◆ **SUPPLIED TEXT**:
(begin)

Intelligence assessment, or simply intel, is the development of behavior forecasts or recommended courses of action to the leadership of an organisation, based on wide ranges of available overt and covert information (intelligence). Assessments develop in response to leadership declaration requirements to inform decision-making. Assessment may be executed on behalf of a state, military or commercial organisation with ranges of information sources available to each.

An intelligence assessment reviews available information and previous assessments for relevance and currency. Where there requires additional information, the analyst may direct some collection.

Intelligence studies is the academic field concerning intelligence assessment, especially relating to international relations and military science.

Process 

Intelligence assessment is based on a customer requirement or need, which may be a standing requirement or tailored to a specific circumstance or a Request for Information (RFI). The "requirement" is passed to the assessing agency and worked through the intelligence cycle, a structured method for responding to the RFI.

The RFI may indicate in what format the requester prefers to consume the product.

The RFI is reviewed by a Requirements Manager, who will then direct appropriate tasks to respond to the request. This will involve a review of existing material, the tasking of new analytical product or the collection of new information to inform an analysis.

(end)

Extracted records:
(begin)

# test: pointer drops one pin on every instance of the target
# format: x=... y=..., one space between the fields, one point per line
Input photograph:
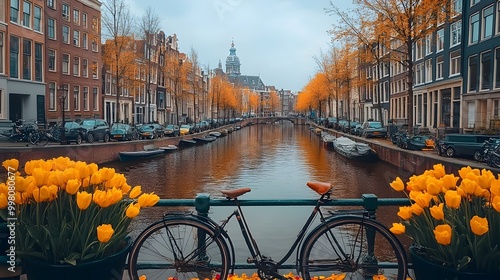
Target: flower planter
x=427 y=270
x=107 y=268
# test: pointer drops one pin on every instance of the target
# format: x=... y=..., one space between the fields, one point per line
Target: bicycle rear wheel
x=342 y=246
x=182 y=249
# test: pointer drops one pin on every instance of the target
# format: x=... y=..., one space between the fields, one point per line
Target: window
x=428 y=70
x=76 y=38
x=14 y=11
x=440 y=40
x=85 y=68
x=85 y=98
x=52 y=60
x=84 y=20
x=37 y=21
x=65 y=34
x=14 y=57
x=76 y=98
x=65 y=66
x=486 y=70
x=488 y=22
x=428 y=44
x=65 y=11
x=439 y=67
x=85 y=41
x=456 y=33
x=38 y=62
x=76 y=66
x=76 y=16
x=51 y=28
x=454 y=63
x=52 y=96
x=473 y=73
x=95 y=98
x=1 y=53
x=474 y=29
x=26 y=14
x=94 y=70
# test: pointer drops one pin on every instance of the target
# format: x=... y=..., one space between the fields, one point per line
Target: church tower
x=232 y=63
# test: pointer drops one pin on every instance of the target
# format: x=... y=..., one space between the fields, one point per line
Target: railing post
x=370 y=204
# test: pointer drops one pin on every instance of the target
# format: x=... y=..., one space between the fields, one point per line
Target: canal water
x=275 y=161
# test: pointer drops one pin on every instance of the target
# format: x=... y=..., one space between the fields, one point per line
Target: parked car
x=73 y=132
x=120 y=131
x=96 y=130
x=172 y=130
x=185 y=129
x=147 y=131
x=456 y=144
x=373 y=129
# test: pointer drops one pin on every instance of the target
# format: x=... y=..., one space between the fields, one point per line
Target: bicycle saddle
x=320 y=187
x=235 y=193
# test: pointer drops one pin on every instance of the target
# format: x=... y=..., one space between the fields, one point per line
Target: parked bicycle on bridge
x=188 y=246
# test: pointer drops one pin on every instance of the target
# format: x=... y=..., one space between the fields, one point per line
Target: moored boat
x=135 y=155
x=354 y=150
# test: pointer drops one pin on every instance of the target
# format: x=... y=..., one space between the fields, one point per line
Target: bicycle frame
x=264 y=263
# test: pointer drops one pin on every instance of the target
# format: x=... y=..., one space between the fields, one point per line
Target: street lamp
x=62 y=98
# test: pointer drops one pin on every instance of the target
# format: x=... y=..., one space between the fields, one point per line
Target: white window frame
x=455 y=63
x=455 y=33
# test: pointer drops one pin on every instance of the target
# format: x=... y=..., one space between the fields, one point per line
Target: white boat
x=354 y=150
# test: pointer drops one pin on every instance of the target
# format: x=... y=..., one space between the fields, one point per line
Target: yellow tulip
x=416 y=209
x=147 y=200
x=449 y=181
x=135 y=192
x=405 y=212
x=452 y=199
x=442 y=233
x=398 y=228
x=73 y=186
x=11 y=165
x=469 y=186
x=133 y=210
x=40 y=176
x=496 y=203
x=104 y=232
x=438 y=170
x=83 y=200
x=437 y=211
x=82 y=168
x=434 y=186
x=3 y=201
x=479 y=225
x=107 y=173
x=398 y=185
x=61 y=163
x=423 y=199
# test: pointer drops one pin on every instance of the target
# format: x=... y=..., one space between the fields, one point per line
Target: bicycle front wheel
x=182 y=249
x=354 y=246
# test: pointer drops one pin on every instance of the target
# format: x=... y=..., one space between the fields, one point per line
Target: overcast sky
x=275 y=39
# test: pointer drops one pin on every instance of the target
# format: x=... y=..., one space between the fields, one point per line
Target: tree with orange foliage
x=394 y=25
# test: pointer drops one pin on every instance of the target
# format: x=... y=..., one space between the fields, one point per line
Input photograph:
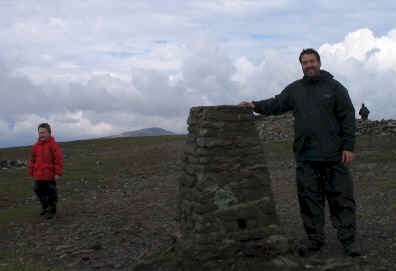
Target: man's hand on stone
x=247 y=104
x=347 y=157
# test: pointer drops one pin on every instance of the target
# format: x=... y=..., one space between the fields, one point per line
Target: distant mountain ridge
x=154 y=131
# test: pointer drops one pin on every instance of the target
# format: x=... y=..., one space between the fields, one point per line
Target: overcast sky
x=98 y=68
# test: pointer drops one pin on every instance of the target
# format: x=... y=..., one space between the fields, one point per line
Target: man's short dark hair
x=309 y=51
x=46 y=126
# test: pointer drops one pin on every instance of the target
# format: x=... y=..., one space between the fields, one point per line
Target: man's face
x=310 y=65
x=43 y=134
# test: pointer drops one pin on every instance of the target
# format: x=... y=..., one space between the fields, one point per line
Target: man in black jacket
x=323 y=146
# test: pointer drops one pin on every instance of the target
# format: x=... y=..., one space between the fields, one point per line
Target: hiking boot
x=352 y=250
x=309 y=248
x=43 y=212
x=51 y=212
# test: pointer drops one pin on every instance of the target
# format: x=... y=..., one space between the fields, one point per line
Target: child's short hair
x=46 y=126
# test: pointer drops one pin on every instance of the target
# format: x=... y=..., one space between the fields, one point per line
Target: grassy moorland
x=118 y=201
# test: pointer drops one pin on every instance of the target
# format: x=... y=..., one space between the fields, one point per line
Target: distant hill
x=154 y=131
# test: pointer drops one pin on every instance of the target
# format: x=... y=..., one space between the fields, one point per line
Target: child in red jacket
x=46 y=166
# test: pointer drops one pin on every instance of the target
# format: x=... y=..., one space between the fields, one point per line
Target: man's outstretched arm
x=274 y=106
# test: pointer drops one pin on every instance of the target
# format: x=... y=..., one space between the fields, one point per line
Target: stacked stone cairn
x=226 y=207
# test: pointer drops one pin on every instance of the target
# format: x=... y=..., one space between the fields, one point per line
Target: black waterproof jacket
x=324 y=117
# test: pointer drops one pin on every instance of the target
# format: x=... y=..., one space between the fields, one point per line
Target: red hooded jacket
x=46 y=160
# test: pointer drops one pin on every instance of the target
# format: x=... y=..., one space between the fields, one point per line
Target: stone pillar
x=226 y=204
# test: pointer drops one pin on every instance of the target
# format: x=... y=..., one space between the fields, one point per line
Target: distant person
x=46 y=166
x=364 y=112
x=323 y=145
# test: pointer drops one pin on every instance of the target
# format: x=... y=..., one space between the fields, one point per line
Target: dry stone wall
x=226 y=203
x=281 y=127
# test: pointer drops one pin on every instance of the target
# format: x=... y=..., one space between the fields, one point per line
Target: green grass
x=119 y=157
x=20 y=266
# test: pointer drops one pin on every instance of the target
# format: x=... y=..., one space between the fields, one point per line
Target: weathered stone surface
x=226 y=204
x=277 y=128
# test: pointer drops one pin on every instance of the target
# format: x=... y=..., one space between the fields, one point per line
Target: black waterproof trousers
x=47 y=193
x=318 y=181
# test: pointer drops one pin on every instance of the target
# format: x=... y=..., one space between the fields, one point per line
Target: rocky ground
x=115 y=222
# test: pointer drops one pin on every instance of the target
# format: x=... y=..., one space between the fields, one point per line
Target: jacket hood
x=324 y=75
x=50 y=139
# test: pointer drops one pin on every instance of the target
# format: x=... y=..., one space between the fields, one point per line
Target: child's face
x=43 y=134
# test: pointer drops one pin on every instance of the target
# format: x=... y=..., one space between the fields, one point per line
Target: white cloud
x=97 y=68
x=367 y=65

(end)

◆ **GIVEN TASK A**: In the passage on intelligence assessment, who reviews the Request for Information (RFI) and then directs tasks to respond to it?
◆ **GIVEN TASK B**: Retype the passage on intelligence assessment starting at "Intelligence assessment is" and ending at "consume the product.".

◆ **EXPECTED OUTPUT A**: A Requirements Manager reviews the RFI and then directs the appropriate tasks.

◆ **EXPECTED OUTPUT B**:
Intelligence assessment is based on a customer requirement or need, which may be a standing requirement or tailored to a specific circumstance or a Request for Information (RFI). The "requirement" is passed to the assessing agency and worked through the intelligence cycle, a structured method for responding to the RFI.

The RFI may indicate in what format the requester prefers to consume the product.